## [What you need to do]
Pictures within the data are to be left out; everything else must be reproduced exactly.

----------

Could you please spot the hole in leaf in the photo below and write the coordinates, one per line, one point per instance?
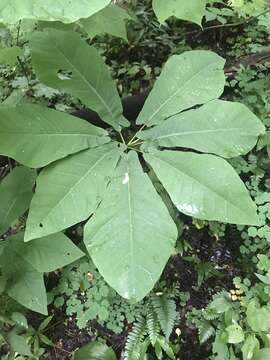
(64, 74)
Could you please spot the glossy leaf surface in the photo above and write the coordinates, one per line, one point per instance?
(69, 190)
(131, 235)
(36, 136)
(220, 127)
(63, 60)
(203, 186)
(190, 10)
(49, 253)
(192, 78)
(23, 265)
(15, 194)
(11, 11)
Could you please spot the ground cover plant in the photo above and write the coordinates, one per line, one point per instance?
(132, 234)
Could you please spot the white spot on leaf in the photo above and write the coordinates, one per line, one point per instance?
(126, 179)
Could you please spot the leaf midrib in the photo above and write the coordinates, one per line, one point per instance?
(69, 193)
(177, 92)
(203, 185)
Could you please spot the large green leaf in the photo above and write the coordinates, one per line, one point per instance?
(95, 351)
(204, 186)
(15, 194)
(35, 135)
(23, 265)
(131, 235)
(220, 127)
(69, 190)
(192, 78)
(110, 20)
(26, 284)
(66, 11)
(190, 10)
(49, 253)
(88, 77)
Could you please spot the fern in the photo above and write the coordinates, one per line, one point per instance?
(153, 327)
(135, 340)
(165, 310)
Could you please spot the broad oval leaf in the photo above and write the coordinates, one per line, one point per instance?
(131, 235)
(36, 136)
(24, 264)
(25, 284)
(69, 190)
(49, 253)
(262, 354)
(221, 127)
(95, 351)
(190, 10)
(204, 186)
(67, 11)
(192, 78)
(110, 20)
(63, 60)
(16, 191)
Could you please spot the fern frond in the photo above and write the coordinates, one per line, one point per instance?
(165, 309)
(152, 323)
(135, 340)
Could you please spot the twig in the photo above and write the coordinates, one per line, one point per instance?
(18, 32)
(24, 71)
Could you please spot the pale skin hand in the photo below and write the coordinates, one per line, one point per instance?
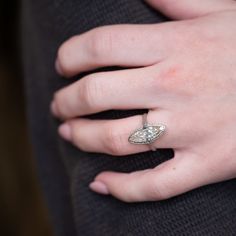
(186, 77)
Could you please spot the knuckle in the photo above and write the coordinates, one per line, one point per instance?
(114, 143)
(101, 42)
(158, 191)
(89, 92)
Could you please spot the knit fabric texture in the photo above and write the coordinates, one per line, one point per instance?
(65, 172)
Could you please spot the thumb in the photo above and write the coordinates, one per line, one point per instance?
(187, 9)
(169, 179)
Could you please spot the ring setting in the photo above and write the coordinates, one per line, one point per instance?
(147, 134)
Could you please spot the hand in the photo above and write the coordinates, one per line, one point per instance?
(186, 77)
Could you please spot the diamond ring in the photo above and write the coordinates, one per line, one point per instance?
(148, 134)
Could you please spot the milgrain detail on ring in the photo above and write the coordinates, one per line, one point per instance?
(147, 134)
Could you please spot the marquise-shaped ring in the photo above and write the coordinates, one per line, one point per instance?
(148, 134)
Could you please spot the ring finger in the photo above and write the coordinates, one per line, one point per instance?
(111, 136)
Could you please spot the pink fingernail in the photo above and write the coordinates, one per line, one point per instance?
(99, 187)
(54, 108)
(58, 67)
(65, 131)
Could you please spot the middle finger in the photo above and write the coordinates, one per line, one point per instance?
(125, 89)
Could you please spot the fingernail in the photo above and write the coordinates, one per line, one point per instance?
(65, 131)
(54, 108)
(99, 187)
(58, 67)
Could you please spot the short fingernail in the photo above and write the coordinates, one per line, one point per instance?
(99, 187)
(58, 67)
(65, 131)
(54, 108)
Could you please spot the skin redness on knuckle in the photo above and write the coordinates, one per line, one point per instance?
(87, 92)
(100, 43)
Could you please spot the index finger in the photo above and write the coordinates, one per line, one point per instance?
(117, 45)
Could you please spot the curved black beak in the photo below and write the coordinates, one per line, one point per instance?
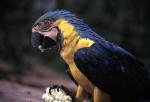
(42, 43)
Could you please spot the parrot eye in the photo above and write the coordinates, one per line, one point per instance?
(45, 26)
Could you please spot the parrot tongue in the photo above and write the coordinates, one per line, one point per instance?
(47, 44)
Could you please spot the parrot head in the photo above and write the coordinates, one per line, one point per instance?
(46, 31)
(44, 34)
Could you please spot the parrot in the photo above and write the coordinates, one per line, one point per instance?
(103, 69)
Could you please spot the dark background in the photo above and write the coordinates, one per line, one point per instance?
(125, 22)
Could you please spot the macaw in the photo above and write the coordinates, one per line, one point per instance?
(101, 68)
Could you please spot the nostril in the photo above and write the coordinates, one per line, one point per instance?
(36, 40)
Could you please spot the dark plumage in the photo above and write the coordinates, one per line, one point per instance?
(108, 66)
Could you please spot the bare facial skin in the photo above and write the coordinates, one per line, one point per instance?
(50, 31)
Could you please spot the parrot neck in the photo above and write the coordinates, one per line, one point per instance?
(71, 41)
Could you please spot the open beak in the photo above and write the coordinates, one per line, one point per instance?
(42, 43)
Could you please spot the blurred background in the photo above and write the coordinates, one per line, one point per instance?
(125, 22)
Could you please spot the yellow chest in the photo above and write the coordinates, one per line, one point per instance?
(72, 42)
(67, 54)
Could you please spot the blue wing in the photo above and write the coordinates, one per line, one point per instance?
(112, 69)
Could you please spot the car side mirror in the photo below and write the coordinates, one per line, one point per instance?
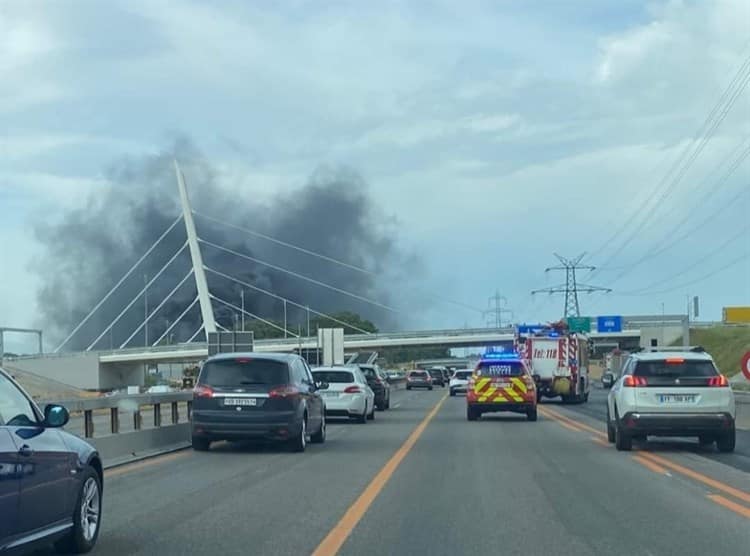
(55, 416)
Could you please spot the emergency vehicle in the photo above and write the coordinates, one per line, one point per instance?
(501, 382)
(558, 361)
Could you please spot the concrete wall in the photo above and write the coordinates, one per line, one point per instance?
(79, 370)
(119, 375)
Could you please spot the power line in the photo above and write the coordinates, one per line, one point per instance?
(686, 158)
(300, 276)
(571, 286)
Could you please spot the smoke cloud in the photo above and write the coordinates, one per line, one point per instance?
(87, 250)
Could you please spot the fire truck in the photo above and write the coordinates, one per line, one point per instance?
(558, 360)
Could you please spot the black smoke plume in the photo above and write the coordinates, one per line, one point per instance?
(87, 250)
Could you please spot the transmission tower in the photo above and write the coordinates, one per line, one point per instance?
(496, 310)
(571, 287)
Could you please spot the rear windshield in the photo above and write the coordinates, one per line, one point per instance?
(676, 368)
(333, 377)
(244, 372)
(500, 368)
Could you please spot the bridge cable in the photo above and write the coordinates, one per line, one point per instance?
(300, 276)
(293, 303)
(177, 320)
(331, 260)
(157, 308)
(137, 296)
(118, 284)
(253, 315)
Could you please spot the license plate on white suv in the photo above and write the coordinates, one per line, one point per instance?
(676, 398)
(241, 401)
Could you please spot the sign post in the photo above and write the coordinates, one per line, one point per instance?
(746, 365)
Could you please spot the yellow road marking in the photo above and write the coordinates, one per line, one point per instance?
(338, 535)
(736, 508)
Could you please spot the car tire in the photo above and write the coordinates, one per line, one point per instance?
(725, 442)
(201, 444)
(623, 441)
(320, 436)
(81, 539)
(610, 429)
(299, 442)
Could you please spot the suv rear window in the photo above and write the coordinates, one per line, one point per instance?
(244, 372)
(501, 368)
(675, 368)
(333, 377)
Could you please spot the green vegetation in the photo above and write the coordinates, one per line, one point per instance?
(727, 345)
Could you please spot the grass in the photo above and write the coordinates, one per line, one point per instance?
(727, 345)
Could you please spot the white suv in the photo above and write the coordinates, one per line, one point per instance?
(671, 394)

----------

## [Solved exercise]
Could you please spot the hole in leaf in the photo below and write the coordinates, one per line, one point per instance?
(64, 74)
Could you please spot the glossy leaf surface in the photo above and write the coordinates, one per line, one point per instance?
(69, 190)
(131, 235)
(36, 136)
(220, 127)
(63, 60)
(203, 186)
(190, 10)
(49, 253)
(192, 78)
(23, 265)
(15, 194)
(11, 11)
Could you please spot the ground cover plant in the photo above and write the coordinates, one per line, one point per instance?
(132, 234)
Could you please spot the white spot on leaf in the photo above and write the coordinates, one per line, one point per instance?
(126, 179)
Could you please spot the leaf midrib in the photo above and write the coordinates, one per line, one point per instance?
(69, 193)
(177, 92)
(203, 185)
Could you please spot the large green leaf in the photo above and write the coordinates, one per line, one point per instance?
(95, 351)
(204, 186)
(15, 194)
(35, 135)
(23, 265)
(131, 235)
(220, 127)
(69, 190)
(192, 78)
(110, 20)
(26, 284)
(66, 11)
(190, 10)
(49, 253)
(88, 77)
Could you please spot the fern in the photo above and write the coordinates, one per line, one point per instance?
(153, 327)
(135, 340)
(165, 310)
Could you please spot the broad oval leaf in the photo above and write the coordinates, one per line, one point per instance?
(131, 235)
(36, 136)
(24, 264)
(25, 284)
(69, 190)
(49, 253)
(262, 354)
(221, 127)
(95, 351)
(190, 10)
(204, 186)
(67, 11)
(192, 78)
(110, 20)
(63, 60)
(16, 191)
Could you please spot the fern frond in the photo above and write the coordinates, one per line, one point per instance?
(165, 309)
(152, 323)
(135, 340)
Could you please spot the twig in the photo above and write the coordinates, one per line, one point per instance?
(18, 32)
(24, 71)
Could you please spot the pale skin hand in the photo below and write the coordinates, one per line, one point per instance?
(186, 77)
Could you please spot the knuckle in the photo above and write the coordinates, one per line, one point per instance?
(114, 143)
(101, 42)
(158, 191)
(89, 92)
Could you please spot the knit fabric texture in the photo above and write the coordinates, one per line, one point per instance?
(65, 172)
Could you please spot the thumb in the photo above and write the coordinates, one per line, one point per instance?
(187, 9)
(169, 179)
Could you please spot the ring setting in the photo above and write the coordinates, one per line, one point per instance?
(147, 134)
Could you please spot the hand in the photo above and write the coordinates, one per line, one point per instance?
(186, 77)
Could you please spot the diamond ring in the photo above and write the coordinates, one per line, one point per instance?
(148, 134)
Could you please spot the milgrain detail on ring in the photo above and write the coordinates, one per line, one point per instance?
(147, 134)
Could you please spot the marquise-shaped ring in the photo above and write the coordinates, one per line, one point per instance?
(148, 134)
Could you please spot the ring finger in the photo above and write the coordinates, one per line, one point per instance?
(111, 136)
Could you please spot the pink fingernail in the photo above and write the coordinates, one per line, one point per instance?
(99, 187)
(54, 108)
(58, 67)
(65, 131)
Could you please spot the middle finger in the photo above and write the coordinates, one per line, one point per instance?
(125, 89)
Could you please spot the fingernail in the photo above and write the coordinates, one per line, one point per instance?
(65, 131)
(54, 108)
(99, 187)
(58, 67)
Could you please spot the short fingernail in the photo above and write the coordinates, one per line, one point per instance?
(99, 187)
(58, 67)
(65, 131)
(54, 108)
Could you please spot the skin redness on knuckle in the photo above and write the coordinates, one per line, one point per instance?
(87, 92)
(100, 43)
Could you please spot the index finger in the photo above and write the coordinates, one per line, one point per instance?
(117, 45)
Could you please spot the curved black beak in the photo below and write the coordinates, one per line, one point per instance?
(42, 43)
Could you please spot the parrot eye in the photo above and write the coordinates, one per line, one point per instance?
(45, 26)
Could you please spot the parrot tongue in the photo above and write the coordinates, one per line, one point per instance?
(47, 44)
Could you please spot the parrot head in the photo above and write the coordinates, one per line, one point per instance?
(46, 31)
(44, 34)
Could you please spot the parrot in the photo above and write the coordinates, one per line, one point per instance?
(103, 69)
Could you please spot the dark background in the photo above and write the coordinates, one per line, one point per instance?
(125, 22)
Could you please spot the macaw in the photo above and write the coordinates, one per line, one point per instance?
(101, 68)
Could you please spot the nostril in the photo above and write the coordinates, one per line, one point per instance?
(36, 40)
Could you please spot the dark plumage in the photo above and write the coordinates, one per line, one point per instance?
(108, 66)
Could you please spot the bare facial skin in the photo above and write the coordinates, one per line, one point per instance?
(50, 31)
Could you please spot the parrot neck in the photo above and write the coordinates, one per line, one point per instance?
(71, 41)
Could you please spot the open beak in the photo above and write the coordinates, one per line, one point per instance?
(42, 43)
Could you please spot the blurred background in the photo above and write the coordinates, one per line, one point per instance?
(125, 22)
Could you please spot the yellow chest in the photo above and write the coordinates, one per line, one point per instance?
(72, 42)
(67, 54)
Could you please spot the blue wing in the photo above and write the coordinates, one per line, one point per instance?
(112, 69)
Could you please spot the car side mirror in the photo below and write the coordinates, one per line, one point per instance?
(55, 416)
Could you please spot the emergency vehicle in the photo above and write the coordinates, one per line, one point per instance?
(501, 382)
(558, 361)
Could you please spot the concrete wall in the photo above and write the coordinates, one per line, one point per instance?
(79, 370)
(119, 375)
Could you please spot the power line in the photo above and write the coordinates, one per line, one point per instance?
(686, 158)
(300, 276)
(571, 286)
Could you please spot the smoke cloud in the photo above and write the coordinates, one per line, one point per instance?
(87, 250)
Could you please spot the fire truck in the photo above and write the coordinates, one per line, one point per instance?
(558, 360)
Could you please spot the black smoke plume in the photo above and write the coordinates, one per line, one point per instance?
(87, 250)
Could you please spot the transmission tower in the photo above and write the coordinates, one per line, one point per instance?
(496, 310)
(571, 287)
Could you please spot the rear windshield in the photo above and write the coordinates, one per line, one point per instance?
(676, 368)
(333, 377)
(244, 372)
(500, 368)
Could you please spot the bridge cable in the photo above and write the coordinates, one per line, one point per instance?
(300, 276)
(293, 303)
(177, 320)
(331, 260)
(157, 308)
(137, 296)
(118, 284)
(253, 315)
Could you please spot the license plate on white suv in the photo above and write the coordinates, one per line, one point per instance?
(676, 398)
(241, 401)
Could you please spot the sign post in the photo above and write the coordinates, one per line, one point per instance?
(746, 365)
Could you please spot the yellow road marking in the photo above and write the coordinates, one per line, one point per instance?
(338, 535)
(736, 508)
Could you please spot the car tire in the photo above and write the coordinates, one per line, one point per instance?
(725, 442)
(201, 444)
(623, 441)
(320, 436)
(81, 539)
(610, 429)
(299, 442)
Could you please spot the suv rear window in the photo above and write the coordinates, one per line, one point per instance?
(244, 372)
(501, 368)
(675, 368)
(333, 377)
Could you please spot the green vegetation in the photo above and write the coordinates, one per line, one point per instance?
(727, 345)
Could you please spot the grass in the photo above and write the coordinates, one per line, one point per instance?
(727, 345)
Could you please spot the white suv in the photo above and write the coordinates, one per line, one point per instance?
(671, 394)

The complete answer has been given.